#### Exercise brief:
Show each line of the records below that contains the string "front". Treat uppercase and lowercase as different.

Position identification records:

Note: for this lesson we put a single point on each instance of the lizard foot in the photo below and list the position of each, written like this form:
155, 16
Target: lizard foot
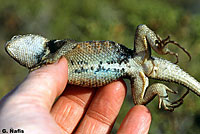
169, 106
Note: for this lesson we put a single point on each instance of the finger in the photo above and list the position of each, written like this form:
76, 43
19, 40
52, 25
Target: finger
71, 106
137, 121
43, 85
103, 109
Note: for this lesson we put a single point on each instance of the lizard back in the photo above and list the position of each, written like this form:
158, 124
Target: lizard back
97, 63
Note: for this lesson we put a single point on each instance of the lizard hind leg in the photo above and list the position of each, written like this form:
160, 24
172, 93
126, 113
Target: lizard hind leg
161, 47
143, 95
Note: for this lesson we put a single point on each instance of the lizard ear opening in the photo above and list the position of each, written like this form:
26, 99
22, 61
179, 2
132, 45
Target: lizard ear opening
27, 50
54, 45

* * *

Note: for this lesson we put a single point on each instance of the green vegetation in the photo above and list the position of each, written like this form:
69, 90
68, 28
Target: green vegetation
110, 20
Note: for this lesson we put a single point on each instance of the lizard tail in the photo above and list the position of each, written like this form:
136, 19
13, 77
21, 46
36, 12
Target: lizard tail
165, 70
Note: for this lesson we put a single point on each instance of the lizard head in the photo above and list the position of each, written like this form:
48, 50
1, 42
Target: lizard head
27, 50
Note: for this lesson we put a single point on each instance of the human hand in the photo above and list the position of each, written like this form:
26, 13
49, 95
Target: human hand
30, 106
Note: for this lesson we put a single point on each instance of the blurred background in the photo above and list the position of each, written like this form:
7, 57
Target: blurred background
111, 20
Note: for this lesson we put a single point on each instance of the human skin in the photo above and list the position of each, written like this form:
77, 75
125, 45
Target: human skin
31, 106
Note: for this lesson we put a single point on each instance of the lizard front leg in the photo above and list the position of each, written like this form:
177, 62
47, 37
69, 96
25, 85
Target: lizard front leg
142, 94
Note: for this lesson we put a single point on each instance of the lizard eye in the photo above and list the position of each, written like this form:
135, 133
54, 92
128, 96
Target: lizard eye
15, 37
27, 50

...

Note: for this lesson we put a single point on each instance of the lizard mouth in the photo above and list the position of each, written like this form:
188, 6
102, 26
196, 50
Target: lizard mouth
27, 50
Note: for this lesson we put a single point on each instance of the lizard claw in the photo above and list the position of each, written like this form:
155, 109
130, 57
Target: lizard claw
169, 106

#### Answer to this exercise:
Note: for this lesson we put a single point on each instance of the lizard front leg in the photo above and list the position of each, written like this form:
Target: lizard front leg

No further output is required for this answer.